◆ **Activity list**:
1. List the subjects the conversation with Ezekiel Emanuel says students learn in the classroom during the two preclinical years of medical school.
2. In the conversation with Ezekiel Emanuel, what year does the four-year medical school structure date from?

◆ **Document excerpt**:
[Start of Attachment]

My Conversation with Ezekiel Emanuel

Very much a fun one, here is the audio and transcript, here is part of the opening summary:

Do we overrate the importance of doctors? What’s the importance of IQ versus EQ in the practice of medicine? What are the prospect for venture capital in biotech? How should medical training be changed? Why does he think the conventional wisdom about a problem tends to be wrong? Would immortality be boring? What would happen if we let parents genetically engineer their kids?

Tyler questions Emanuel on these topics and more, including the smartest thing his parents did while raising him, whether we have right to medical self-defense, healthcare in low- versus high-trust institutions, and much more.

Here is one excerpt:

COWEN: How can we improve medical education?

EMANUEL: Cut it down. Make it shorter.

COWEN: Cut it down? Why does that make it better? Or does it just make it cheaper?

EMANUEL: No, I think it will make it better. So, we have a lot of memorization, a lot of . . . So, let’s go back to the start. The four years of medical school: two years of preclinical in the classroom learning about biochemistry, genetics, anatomy, microbiology; and the two years of clinical time in the hospital, on the wards.

That dates from 1910. We haven’t really updated it much, except in this one way: we’ve cut down the preclinical time because — less of it — and it changes so fast, by the time you learn it in medical school, get out as a doctor, it’s out of date, A; and B, it’s more or less irrelevant to managing most patients…

And then, by the way, in med school, spending your time in a hospital is not the future. The future of American medicine is out of the hospital. So we need more rotations, more experiences for students out of the hospital.

[End of Attachment]

◆ **Data shown**:

[Start of Attachment]

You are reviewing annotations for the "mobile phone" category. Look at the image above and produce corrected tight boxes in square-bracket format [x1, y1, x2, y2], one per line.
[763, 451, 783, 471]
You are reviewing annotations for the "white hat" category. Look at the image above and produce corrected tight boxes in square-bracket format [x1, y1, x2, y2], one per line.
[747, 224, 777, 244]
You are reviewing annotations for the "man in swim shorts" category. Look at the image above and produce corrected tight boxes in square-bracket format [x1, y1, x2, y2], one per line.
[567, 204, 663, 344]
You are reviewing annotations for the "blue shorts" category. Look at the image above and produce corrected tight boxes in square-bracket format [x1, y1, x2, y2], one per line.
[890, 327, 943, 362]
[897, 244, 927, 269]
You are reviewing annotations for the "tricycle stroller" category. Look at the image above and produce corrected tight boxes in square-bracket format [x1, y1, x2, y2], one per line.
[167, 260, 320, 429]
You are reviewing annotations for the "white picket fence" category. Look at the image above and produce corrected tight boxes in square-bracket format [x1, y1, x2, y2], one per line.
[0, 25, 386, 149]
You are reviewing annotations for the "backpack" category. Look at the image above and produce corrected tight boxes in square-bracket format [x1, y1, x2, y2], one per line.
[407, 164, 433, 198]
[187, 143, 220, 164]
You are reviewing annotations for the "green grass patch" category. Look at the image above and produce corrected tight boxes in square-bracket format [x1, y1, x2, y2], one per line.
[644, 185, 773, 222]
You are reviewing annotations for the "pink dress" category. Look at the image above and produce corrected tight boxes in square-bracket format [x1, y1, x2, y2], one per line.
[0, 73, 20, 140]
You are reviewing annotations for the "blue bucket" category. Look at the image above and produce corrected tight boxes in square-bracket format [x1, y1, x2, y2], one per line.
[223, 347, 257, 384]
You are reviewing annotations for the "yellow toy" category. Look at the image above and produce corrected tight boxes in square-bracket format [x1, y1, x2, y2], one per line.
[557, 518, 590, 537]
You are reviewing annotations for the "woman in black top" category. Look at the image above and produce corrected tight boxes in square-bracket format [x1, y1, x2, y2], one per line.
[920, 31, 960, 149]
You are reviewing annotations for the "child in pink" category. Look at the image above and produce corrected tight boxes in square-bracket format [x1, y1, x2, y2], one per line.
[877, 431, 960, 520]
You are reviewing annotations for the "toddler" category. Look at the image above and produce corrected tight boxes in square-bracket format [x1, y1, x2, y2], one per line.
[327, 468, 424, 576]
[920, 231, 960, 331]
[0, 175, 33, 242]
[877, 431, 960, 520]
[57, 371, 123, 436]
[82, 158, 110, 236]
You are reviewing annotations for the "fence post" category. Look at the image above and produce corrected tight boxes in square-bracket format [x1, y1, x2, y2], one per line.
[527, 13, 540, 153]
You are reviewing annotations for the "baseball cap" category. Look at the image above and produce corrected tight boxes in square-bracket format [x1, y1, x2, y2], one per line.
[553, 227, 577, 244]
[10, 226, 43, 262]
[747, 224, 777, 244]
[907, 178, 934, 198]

[End of Attachment]

◆ **Solutions per task**:
1. Biochemistry, genetics, anatomy, microbiology

2. 1910